**Source excerpt:**
◇ ◇ ◇ ◇ ◇ ◇ ◇
On November 4, 1979, Iranian students seized the U.S. embassy in Tehran. Ayatollah Khomeini originally instructed that the students were to be thrown out. But as asylum for the Shah was a direct challenge to the legitimacy of the Iranian Revolution, Khomeini used the student action to create an utterly polar adversity with the U.S. This was highly beneficial to consolidation of power, and the implementation of Khomeini’s singular addition to Shia Islam, Velâyat-e Faqih, a form of Islamic theocracy.
Thus began the longest hostage crisis in history: 55 hostages for 444 days, until January 20, 1981. U.S. power was helpless to intervene; protracted negotiations ensued; the hostages were released the day after Jimmy Carter left office. Who won?
◇ ◇ ◇ ◇ ◇ ◇ ◇
**Extracted records:**
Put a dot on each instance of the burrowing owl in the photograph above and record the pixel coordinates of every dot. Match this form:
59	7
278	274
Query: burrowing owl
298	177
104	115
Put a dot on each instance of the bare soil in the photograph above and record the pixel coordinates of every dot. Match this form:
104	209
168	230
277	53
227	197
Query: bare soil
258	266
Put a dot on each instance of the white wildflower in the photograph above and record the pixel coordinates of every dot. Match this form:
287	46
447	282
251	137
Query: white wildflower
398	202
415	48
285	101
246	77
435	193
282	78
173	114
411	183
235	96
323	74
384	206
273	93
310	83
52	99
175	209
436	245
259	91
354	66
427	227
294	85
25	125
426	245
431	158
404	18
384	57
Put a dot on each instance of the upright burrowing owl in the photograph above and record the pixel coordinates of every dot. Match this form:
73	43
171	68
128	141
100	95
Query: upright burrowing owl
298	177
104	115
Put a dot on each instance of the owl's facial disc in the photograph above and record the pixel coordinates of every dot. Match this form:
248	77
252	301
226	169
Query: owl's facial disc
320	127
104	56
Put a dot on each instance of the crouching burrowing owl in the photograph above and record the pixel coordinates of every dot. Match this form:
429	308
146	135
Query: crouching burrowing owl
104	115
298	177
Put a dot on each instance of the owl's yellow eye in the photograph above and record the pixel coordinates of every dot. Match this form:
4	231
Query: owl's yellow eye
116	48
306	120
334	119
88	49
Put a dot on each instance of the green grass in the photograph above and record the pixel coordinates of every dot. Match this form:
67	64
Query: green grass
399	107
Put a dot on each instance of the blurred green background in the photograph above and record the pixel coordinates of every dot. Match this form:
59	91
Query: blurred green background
◇ ◇ ◇ ◇ ◇ ◇ ◇
Could you pick up the excerpt on the 1979 Tehran embassy seizure and continue it from where it stops? The items were drawn from a separate source.

**Output for this task:**
Western historians see no gains of substance by Iran. It seems likely that Saddam Hussein was emboldened by the U.S.-Iran freeze to start the Iran-Iraq War. Hence in Western eyes, the episode was intensely self-damaging. But our logic is not that of revolutionaries. In their minds at that time, the hostage crisis eased the task of purging and suppressing lingering sympathies towards the West. In comparison to how many executions would have otherwise been required, they may still congratulate themselves.
Iran’s counter strategy to U.S. oil sanctions has been asymmetrical, deniable, and/or nonlethal. While Iran’s ability to execute this strategy has not diminished, the seizure by the UK of the Grace 1 may indicate to Iran a failure of this strategy to support foreign policy goals. The Grace 1 was seized for violation of EU sanctions against Syria, not U.S. sanctions against Iran, inspiring Iran’s threat to seize a British tanker. (CNN) Official warns Tehran could seize UK oil tanker if Iranian ship not released. But since the West is the enemy, it’s a distinction of little import.
With the preparation implied by weeks of heightened U.S. presence in the Gulf, this would likely result in a fight. How much of a fight is unpredictable, since the faster trigger finger wins. Quoting Arleigh Burke, who gained fame as a destroyer captain, “The difference between a good and great officer is about ten seconds.”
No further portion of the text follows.